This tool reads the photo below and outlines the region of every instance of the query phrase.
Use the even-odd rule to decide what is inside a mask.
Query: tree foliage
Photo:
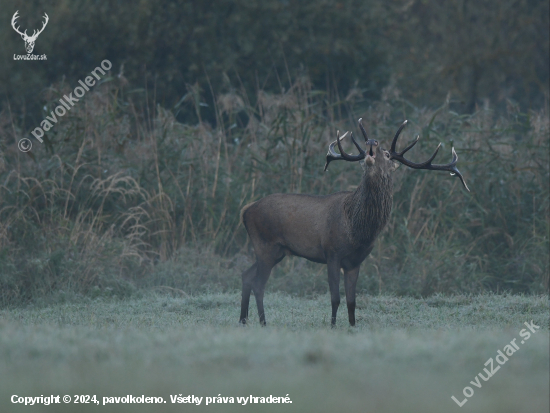
[[[13,60],[24,54],[8,24],[16,10],[29,30],[49,14],[35,50],[47,61]],[[411,103],[434,105],[451,92],[469,112],[487,100],[538,107],[548,89],[543,0],[7,0],[0,20],[0,92],[31,112],[49,84],[104,59],[168,107],[187,85],[225,92],[230,78],[280,92],[303,74],[336,96],[357,86],[377,99],[393,82]]]

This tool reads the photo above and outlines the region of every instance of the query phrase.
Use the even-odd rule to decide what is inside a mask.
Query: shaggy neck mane
[[[355,192],[344,201],[349,230],[355,244],[374,241],[390,217],[393,183],[390,174],[365,173]]]

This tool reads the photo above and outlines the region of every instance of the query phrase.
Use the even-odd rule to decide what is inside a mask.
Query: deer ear
[[[397,168],[401,166],[399,162],[392,162],[392,163],[393,163],[392,171],[395,171]]]

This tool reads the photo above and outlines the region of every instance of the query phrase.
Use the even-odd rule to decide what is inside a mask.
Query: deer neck
[[[349,233],[354,244],[373,242],[390,217],[393,183],[390,174],[365,173],[361,184],[344,202]]]

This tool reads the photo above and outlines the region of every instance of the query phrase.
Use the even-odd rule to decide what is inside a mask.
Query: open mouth
[[[376,150],[372,148],[372,145],[370,145],[369,150],[367,151],[367,156],[365,156],[365,163],[369,166],[374,165],[376,158]]]
[[[376,147],[378,146],[378,141],[375,139],[367,139],[367,153],[365,154],[365,164],[372,166],[375,163],[374,158],[376,158]]]

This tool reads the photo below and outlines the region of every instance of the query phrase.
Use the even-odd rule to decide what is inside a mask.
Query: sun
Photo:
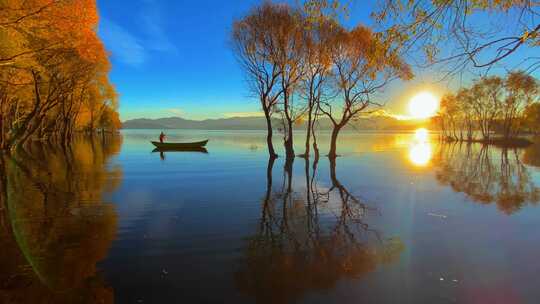
[[[429,92],[422,92],[409,102],[409,114],[412,118],[429,118],[434,116],[437,110],[439,110],[439,100]]]

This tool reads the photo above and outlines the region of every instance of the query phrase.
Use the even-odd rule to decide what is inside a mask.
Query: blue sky
[[[291,0],[293,1],[293,0]],[[192,119],[259,111],[229,47],[233,20],[258,0],[98,0],[99,35],[111,52],[122,120]],[[348,23],[368,23],[369,1]]]
[[[296,0],[289,0],[294,3]],[[260,0],[98,0],[98,33],[111,52],[111,79],[122,120],[190,119],[259,112],[229,47],[232,23]],[[352,1],[346,23],[370,24],[374,1]],[[394,82],[382,95],[387,110],[405,114],[418,91],[441,95],[446,84],[430,71]]]
[[[257,111],[227,45],[233,19],[253,2],[235,2],[98,1],[122,119]]]

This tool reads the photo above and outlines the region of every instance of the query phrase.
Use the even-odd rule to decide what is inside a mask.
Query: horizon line
[[[127,121],[132,121],[132,120],[140,120],[140,119],[146,119],[146,120],[155,121],[155,120],[160,120],[160,119],[178,118],[178,119],[183,119],[183,120],[203,122],[203,121],[208,121],[208,120],[246,119],[246,118],[263,118],[263,117],[264,117],[264,115],[262,115],[262,112],[261,112],[261,115],[231,116],[231,117],[202,118],[202,119],[186,118],[186,117],[182,117],[182,116],[177,115],[177,116],[163,116],[163,117],[156,117],[156,118],[136,117],[136,118],[125,119],[125,120],[122,121],[122,123],[125,123]],[[390,114],[390,113],[378,113],[378,114],[374,114],[374,115],[370,115],[370,116],[366,116],[366,117],[361,117],[361,118],[369,119],[369,118],[376,118],[376,117],[393,118],[393,119],[396,119],[396,120],[399,120],[399,121],[427,121],[427,120],[432,118],[432,117],[414,118],[414,117],[407,116],[407,115]],[[322,118],[323,119],[325,119],[325,118],[328,119],[327,117],[322,117]]]

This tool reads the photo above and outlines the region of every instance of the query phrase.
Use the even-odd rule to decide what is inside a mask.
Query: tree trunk
[[[319,160],[319,146],[317,145],[317,136],[313,133],[313,153],[315,155],[315,161]]]
[[[337,139],[339,135],[339,131],[341,130],[340,125],[334,125],[334,128],[332,129],[332,138],[330,139],[330,152],[328,152],[329,158],[336,158],[337,157]]]
[[[24,143],[26,141],[28,141],[28,139],[34,135],[34,133],[36,132],[36,130],[39,128],[39,126],[41,125],[41,121],[43,120],[43,117],[39,117],[37,119],[37,121],[34,121],[33,123],[30,124],[30,128],[26,129],[26,133],[23,133],[24,135],[18,140],[18,141],[14,141],[14,144],[13,144],[13,147],[18,149],[18,148],[22,148],[22,146],[24,145]]]
[[[1,109],[0,109],[1,111]],[[4,134],[4,119],[3,115],[0,114],[0,151],[4,150],[6,147],[4,146],[5,143],[5,134]]]
[[[0,223],[6,227],[7,221],[7,168],[4,155],[0,153]]]
[[[315,118],[312,119],[311,122],[311,137],[313,138],[313,153],[315,155],[315,162],[319,161],[319,146],[317,145],[317,134],[316,134],[316,128],[317,125],[317,119],[319,116],[319,108],[315,110]]]
[[[264,117],[266,118],[266,144],[268,145],[268,154],[271,158],[276,158],[278,155],[276,154],[274,144],[272,143],[272,117],[270,117],[268,110],[264,111]]]
[[[292,120],[287,117],[287,139],[285,140],[285,154],[287,158],[294,158],[294,142]]]
[[[309,109],[308,111],[308,123],[307,123],[307,130],[306,130],[306,151],[304,152],[304,157],[305,158],[309,158],[309,148],[310,148],[310,141],[311,141],[311,112],[312,112],[312,109]]]

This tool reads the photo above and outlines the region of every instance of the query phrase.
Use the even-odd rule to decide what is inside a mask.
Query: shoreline
[[[533,144],[532,141],[522,138],[490,138],[490,139],[452,139],[444,138],[446,142],[460,142],[468,144],[482,144],[482,145],[492,145],[501,148],[526,148]]]

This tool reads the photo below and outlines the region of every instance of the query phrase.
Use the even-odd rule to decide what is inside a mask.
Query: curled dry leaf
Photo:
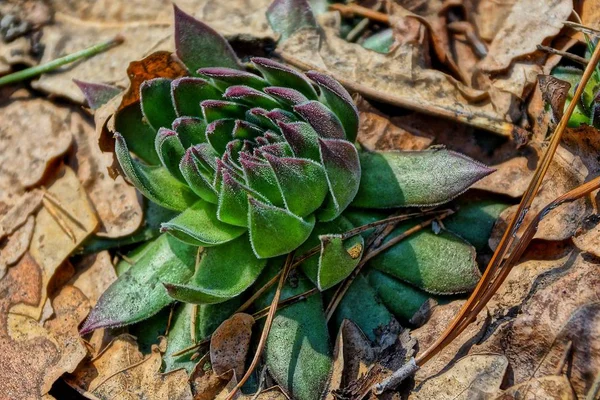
= = = = =
▶ **Task**: Please reproduce each line of the listing above exactly, skipping pictures.

▶ **Task answer**:
This tool reads the photo below and outlines the region of every instance of the query phrase.
Use the even-odd rule to decide what is inside a mask.
Query: tree foliage
Photo:
[[[13,60],[24,54],[8,24],[16,10],[29,30],[49,14],[35,50],[47,61]],[[411,103],[434,105],[451,92],[469,112],[487,100],[538,107],[548,89],[543,0],[7,0],[0,20],[0,92],[31,112],[49,84],[104,59],[168,107],[187,85],[225,92],[230,78],[280,92],[303,74],[336,96],[357,86],[377,99],[393,82]]]

This tool reads the photo above and outlines the region of every instance of the query phrase.
Use the even-odd rule to decide what is inside a mask.
Query: shaggy neck mane
[[[355,192],[344,201],[349,230],[355,244],[374,241],[390,217],[393,183],[390,174],[365,173]]]

This tool reads the photo above and outlines the region of every instance of the query phrase.
Use the even-odd rule to decide what is inside a mask.
Query: deer ear
[[[397,168],[401,166],[399,162],[392,162],[392,163],[393,163],[392,171],[395,171]]]

This tool reads the photo above and outlines the region of every instance of the query phrase.
Use the even-odd rule to decide what is inside a mask.
Query: deer neck
[[[349,233],[354,244],[373,242],[390,217],[393,183],[390,174],[365,173],[361,184],[344,202]]]

This tool reads the photo above and outlines the region of every instance of the query phrase.
Use the even-odd rule to decide what is inside a mask.
Query: open mouth
[[[376,150],[372,148],[372,145],[370,145],[369,150],[367,151],[367,156],[365,156],[365,163],[369,166],[374,165],[376,158]]]
[[[376,147],[378,146],[378,141],[375,139],[367,139],[367,153],[365,154],[365,164],[372,166],[375,163],[374,158],[376,158]]]

This tool reads the photo below and outlines the region of every instance of the query phrase.
Use the even-odd rule to decide what is inside a mask.
Query: sun
Photo:
[[[429,92],[422,92],[409,102],[409,114],[412,118],[429,118],[434,116],[437,110],[439,110],[439,100]]]

This tool reads the photo above and outlines the region of every instance of the query phrase.
Use the even-odd rule to decide what is inside a mask.
Query: blue sky
[[[291,0],[293,1],[293,0]],[[192,119],[259,111],[229,47],[233,20],[258,0],[98,0],[99,35],[111,52],[122,120]],[[348,23],[368,23],[369,1]]]
[[[296,0],[289,0],[294,3]],[[260,0],[98,0],[98,33],[111,52],[111,79],[122,120],[190,119],[259,112],[229,47],[232,23]],[[352,1],[346,23],[370,24],[374,1]],[[394,82],[382,95],[387,110],[405,114],[418,91],[441,95],[446,84],[430,71]]]
[[[257,111],[227,45],[233,19],[253,2],[235,2],[98,1],[122,119]]]

This tool reads the photo above and outlines the region of every instance of the query phrase.
Use the even-odd rule to decide what is inside a mask.
Query: horizon line
[[[127,121],[132,121],[132,120],[140,120],[140,119],[146,119],[146,120],[155,121],[155,120],[160,120],[160,119],[178,118],[178,119],[183,119],[183,120],[203,122],[203,121],[208,121],[208,120],[246,119],[246,118],[263,118],[263,117],[264,117],[264,115],[262,115],[262,112],[261,112],[261,115],[231,116],[231,117],[202,118],[202,119],[186,118],[186,117],[182,117],[182,116],[177,115],[177,116],[163,116],[163,117],[156,117],[156,118],[136,117],[136,118],[125,119],[125,120],[122,121],[122,123],[125,123]],[[390,114],[390,113],[378,113],[378,114],[374,114],[374,115],[370,115],[370,116],[366,116],[366,117],[361,117],[361,118],[369,119],[369,118],[376,118],[376,117],[393,118],[393,119],[396,119],[396,120],[399,120],[399,121],[427,121],[427,120],[432,118],[432,117],[414,118],[414,117],[407,116],[407,115]],[[322,118],[323,119],[325,119],[325,118],[328,119],[327,117],[322,117]]]

This tool reads the photo above and outlines the region of every instance of the query phrase.
Use the even-odd rule to decide what is inside a mask.
Query: tree trunk
[[[319,160],[319,146],[317,145],[317,136],[313,133],[313,153],[315,155],[315,161]]]
[[[337,139],[339,135],[339,131],[341,130],[340,125],[334,125],[334,128],[332,129],[332,138],[330,139],[330,152],[328,152],[329,158],[336,158],[337,157]]]
[[[24,143],[26,141],[28,141],[28,139],[34,135],[34,133],[36,132],[36,130],[39,128],[39,126],[41,125],[41,121],[43,120],[43,117],[39,117],[37,119],[37,121],[34,121],[33,123],[30,124],[30,128],[26,129],[26,133],[23,133],[24,135],[18,140],[18,141],[14,141],[14,144],[13,144],[13,147],[18,149],[18,148],[22,148],[22,146],[24,145]]]
[[[1,109],[0,109],[1,111]],[[4,134],[4,119],[3,115],[0,114],[0,151],[4,150],[6,147],[4,146],[5,143],[5,134]]]
[[[0,223],[6,227],[7,221],[7,168],[4,155],[0,153]]]
[[[315,118],[312,119],[311,122],[311,137],[313,138],[313,153],[315,155],[315,162],[319,161],[319,146],[317,145],[317,134],[316,134],[316,128],[317,125],[317,119],[319,116],[319,108],[315,110]]]
[[[264,117],[266,118],[266,144],[268,145],[268,154],[271,158],[276,158],[278,155],[276,154],[274,144],[272,143],[272,117],[270,117],[268,110],[264,111]]]
[[[292,120],[287,117],[287,139],[285,140],[285,154],[287,158],[294,158],[294,142]]]
[[[309,109],[308,111],[308,123],[307,123],[307,130],[306,130],[306,151],[304,152],[304,157],[305,158],[309,158],[309,148],[310,148],[310,141],[311,141],[311,112],[312,112],[312,109]]]

This tool reads the photo above and outlines the region of every instance of the query phrase.
Use the even-odd rule to decide what is inside a mask.
Query: shoreline
[[[533,144],[532,141],[522,138],[490,138],[490,139],[452,139],[444,138],[446,142],[460,142],[468,144],[482,144],[482,145],[492,145],[501,148],[526,148]]]

This tool reads the photo below and outlines the region of every instance of the query phrase.
Use the even-odd rule to decide what is inside a mask.
Query: curled dry leaf
Photo:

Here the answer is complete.